WHAT YOU WILL DO: Starting at the line that contains "the cathedral in" and ending at the last line of the records below, write those lines out again with "pin" replaced by "marker" and nothing else altered.

--- DATA LINES ---

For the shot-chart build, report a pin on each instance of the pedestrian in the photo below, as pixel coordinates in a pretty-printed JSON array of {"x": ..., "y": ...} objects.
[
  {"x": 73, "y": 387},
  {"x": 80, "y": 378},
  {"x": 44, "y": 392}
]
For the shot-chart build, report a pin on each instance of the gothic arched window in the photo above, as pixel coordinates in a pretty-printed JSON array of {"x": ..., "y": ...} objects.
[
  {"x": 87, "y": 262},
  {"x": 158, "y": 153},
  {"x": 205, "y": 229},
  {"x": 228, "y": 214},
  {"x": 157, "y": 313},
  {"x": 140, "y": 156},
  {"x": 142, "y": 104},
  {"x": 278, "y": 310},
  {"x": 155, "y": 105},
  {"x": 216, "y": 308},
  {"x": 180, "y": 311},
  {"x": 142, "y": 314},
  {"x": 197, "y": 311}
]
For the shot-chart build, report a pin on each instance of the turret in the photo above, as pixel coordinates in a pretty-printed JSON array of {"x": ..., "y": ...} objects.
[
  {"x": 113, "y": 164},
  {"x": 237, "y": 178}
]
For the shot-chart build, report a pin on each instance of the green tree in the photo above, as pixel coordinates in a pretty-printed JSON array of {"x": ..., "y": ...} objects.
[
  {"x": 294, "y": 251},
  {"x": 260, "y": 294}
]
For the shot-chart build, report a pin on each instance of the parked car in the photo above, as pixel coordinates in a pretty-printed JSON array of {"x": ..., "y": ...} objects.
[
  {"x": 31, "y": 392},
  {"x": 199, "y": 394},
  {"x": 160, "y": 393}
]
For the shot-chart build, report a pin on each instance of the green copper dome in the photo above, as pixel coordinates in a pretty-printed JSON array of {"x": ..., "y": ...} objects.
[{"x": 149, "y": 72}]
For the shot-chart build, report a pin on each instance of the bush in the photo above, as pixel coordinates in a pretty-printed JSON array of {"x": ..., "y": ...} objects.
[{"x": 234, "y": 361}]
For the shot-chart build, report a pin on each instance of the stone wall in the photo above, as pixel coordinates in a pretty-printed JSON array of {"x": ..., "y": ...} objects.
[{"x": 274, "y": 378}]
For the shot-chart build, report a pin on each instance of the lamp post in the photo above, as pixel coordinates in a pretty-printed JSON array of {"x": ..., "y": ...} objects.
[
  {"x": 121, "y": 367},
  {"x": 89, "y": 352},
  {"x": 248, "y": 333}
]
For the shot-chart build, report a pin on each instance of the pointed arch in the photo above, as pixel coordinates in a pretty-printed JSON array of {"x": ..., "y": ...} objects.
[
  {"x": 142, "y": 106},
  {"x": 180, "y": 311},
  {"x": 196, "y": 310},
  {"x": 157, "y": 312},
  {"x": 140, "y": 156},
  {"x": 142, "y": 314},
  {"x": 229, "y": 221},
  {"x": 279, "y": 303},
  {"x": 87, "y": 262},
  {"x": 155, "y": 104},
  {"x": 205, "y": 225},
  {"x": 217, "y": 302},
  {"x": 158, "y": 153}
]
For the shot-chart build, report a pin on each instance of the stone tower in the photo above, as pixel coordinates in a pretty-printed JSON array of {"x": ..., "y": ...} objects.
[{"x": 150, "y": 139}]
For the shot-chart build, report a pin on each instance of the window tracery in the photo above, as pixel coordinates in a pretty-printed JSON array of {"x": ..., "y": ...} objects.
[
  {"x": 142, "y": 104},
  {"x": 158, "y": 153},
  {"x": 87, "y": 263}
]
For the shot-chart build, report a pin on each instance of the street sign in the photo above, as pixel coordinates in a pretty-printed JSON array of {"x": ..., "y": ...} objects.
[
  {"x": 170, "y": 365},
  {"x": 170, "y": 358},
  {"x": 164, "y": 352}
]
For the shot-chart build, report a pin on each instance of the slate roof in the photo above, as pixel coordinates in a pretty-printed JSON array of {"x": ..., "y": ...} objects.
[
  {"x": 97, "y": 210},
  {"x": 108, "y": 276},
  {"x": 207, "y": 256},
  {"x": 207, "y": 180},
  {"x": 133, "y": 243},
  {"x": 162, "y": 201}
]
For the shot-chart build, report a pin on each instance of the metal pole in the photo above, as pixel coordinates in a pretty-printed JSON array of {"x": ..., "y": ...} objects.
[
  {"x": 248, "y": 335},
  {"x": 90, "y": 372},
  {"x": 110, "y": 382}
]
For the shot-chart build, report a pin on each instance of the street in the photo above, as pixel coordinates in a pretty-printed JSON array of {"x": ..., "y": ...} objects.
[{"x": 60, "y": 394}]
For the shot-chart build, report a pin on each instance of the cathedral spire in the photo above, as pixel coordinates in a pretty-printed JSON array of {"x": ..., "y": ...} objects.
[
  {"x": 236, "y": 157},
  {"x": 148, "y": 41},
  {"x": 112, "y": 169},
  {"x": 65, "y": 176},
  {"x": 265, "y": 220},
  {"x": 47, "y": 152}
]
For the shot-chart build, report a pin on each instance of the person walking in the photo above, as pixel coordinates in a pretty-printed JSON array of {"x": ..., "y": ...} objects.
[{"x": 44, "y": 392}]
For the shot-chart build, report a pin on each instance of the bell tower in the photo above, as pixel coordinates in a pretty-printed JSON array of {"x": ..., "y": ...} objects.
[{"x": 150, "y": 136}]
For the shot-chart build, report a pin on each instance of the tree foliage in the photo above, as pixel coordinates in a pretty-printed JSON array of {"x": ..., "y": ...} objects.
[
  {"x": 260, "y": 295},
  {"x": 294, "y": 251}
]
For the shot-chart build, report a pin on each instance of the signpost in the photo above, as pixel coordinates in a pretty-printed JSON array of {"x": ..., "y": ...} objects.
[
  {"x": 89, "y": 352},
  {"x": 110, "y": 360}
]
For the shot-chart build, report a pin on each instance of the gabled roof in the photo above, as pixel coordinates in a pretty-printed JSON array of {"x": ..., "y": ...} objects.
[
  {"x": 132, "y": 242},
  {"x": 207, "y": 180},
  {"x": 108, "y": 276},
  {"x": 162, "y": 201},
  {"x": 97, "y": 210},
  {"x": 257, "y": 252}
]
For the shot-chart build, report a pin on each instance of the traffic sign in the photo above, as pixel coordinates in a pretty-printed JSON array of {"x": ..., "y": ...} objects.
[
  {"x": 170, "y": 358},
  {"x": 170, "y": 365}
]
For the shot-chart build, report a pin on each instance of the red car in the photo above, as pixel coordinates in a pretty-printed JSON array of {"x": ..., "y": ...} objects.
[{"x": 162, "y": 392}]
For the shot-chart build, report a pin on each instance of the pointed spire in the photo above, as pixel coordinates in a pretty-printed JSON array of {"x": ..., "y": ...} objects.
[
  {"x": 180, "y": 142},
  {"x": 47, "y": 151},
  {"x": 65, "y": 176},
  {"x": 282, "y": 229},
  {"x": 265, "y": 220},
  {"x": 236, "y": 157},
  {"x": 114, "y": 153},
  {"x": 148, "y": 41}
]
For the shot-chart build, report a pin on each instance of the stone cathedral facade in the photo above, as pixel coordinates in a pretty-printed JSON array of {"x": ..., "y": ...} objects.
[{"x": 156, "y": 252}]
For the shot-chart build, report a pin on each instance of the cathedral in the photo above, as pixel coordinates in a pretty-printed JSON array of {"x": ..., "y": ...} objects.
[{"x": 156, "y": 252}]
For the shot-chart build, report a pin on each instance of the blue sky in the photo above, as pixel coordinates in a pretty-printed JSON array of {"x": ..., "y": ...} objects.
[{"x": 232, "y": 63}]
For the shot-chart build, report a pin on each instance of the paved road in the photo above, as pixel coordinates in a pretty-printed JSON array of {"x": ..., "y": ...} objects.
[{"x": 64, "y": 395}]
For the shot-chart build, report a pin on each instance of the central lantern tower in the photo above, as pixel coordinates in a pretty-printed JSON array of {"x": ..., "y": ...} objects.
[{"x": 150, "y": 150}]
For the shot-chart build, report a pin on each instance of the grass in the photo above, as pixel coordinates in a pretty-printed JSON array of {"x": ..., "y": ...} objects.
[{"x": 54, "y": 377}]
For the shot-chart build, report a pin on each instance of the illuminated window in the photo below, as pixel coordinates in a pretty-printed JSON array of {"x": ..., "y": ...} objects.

---

COMPLETE RESPONSE:
For the shot-chart build, report a marker on each instance of the cathedral in the photo above, as pixel coordinates in a pretty-printed JSON array of {"x": ..., "y": ...} objects.
[{"x": 156, "y": 252}]
For the shot-chart build, report a marker on each instance of the blue sky in the photo above, as pixel coordinates in a pretty-printed JSON array of {"x": ..., "y": ...} objects.
[{"x": 232, "y": 63}]
For the shot-chart build, report a marker on each instance of the paved road in the photo above, as pixel coordinates in a pretty-printed JSON array of {"x": ..., "y": ...} objects.
[{"x": 64, "y": 395}]
For the shot-chart build, report a marker on each instance of the central lantern tower in the photo above, as pixel coordinates in a pretty-printed JSON array of {"x": ..., "y": ...} objects.
[{"x": 150, "y": 150}]
For the shot-chart build, report a marker on each instance of the grass in the photo above, as pixel coordinates in a pretty-printed JSON array of {"x": ..., "y": ...} objects.
[{"x": 54, "y": 377}]
For the shot-chart build, report a marker on each instance of the illuminated window in the photo below, as pixel coordinates in a pretty-printed JSON array of {"x": ..., "y": ...} objects.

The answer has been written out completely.